What you need to do = Locate every line in the records below that contains the string "fields", treating uppercase and lowercase as different, and copy each such line in full.

[start Source records]

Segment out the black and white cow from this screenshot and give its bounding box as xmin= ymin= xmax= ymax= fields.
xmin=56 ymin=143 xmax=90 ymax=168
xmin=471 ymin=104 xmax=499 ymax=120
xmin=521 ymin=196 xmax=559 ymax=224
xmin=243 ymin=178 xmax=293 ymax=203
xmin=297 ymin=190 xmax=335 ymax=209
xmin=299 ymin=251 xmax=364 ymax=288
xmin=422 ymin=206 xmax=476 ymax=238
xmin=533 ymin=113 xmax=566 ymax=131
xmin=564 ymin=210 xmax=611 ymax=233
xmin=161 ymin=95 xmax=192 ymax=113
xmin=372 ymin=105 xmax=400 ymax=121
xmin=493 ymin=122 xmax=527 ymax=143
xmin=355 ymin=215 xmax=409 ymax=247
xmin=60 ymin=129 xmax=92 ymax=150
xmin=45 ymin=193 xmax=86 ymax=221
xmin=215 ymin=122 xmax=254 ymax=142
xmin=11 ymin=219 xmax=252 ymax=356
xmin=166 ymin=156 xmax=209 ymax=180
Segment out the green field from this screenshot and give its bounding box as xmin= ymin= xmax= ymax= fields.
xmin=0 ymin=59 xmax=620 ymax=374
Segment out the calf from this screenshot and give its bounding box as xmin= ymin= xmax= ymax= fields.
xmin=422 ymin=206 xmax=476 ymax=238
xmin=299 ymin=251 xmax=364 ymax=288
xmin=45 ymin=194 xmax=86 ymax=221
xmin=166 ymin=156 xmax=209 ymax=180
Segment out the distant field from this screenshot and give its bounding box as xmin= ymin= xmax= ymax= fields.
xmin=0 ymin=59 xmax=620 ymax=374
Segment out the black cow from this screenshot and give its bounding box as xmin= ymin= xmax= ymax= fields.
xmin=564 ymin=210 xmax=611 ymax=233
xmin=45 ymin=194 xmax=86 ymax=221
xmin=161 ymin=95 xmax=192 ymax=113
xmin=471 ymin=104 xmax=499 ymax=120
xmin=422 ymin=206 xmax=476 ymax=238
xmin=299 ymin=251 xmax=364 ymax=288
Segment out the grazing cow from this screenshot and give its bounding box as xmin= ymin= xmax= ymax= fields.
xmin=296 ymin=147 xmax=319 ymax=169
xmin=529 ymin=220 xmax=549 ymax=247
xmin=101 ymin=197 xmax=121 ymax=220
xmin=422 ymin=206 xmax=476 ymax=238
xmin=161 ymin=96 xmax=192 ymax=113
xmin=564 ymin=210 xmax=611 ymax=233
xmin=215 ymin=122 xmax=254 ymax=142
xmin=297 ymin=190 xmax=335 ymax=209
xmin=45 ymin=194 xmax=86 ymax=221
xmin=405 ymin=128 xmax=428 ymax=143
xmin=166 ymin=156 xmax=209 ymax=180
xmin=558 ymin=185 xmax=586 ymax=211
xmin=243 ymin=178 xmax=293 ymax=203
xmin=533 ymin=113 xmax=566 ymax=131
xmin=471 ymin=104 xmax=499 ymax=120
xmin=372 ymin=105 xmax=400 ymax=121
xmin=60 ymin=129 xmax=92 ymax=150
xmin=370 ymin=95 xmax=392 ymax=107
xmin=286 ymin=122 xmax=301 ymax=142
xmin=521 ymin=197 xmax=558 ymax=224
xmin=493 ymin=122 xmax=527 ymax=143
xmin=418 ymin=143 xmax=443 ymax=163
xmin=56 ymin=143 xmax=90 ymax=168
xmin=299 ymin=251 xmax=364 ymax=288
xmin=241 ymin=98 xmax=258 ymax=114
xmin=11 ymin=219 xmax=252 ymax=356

[end Source records]

Written solution =
Segment out the black and white cow from this screenshot and give its bounding box as xmin= ymin= xmax= ymax= fields.
Segment out the green field from this screenshot and give its bounding box as xmin= ymin= xmax= ymax= fields.
Segment out the calf from this screenshot and give its bounding box as xmin= ymin= xmax= ymax= fields.
Segment out the distant field from this screenshot and give its bounding box as xmin= ymin= xmax= ymax= fields.
Segment out the black cow from this screenshot and give its bounding box as xmin= ymin= xmax= ymax= fields.
Segment out the grazing cow from this screenshot and give its bounding box as xmin= ymin= xmax= ymax= fields.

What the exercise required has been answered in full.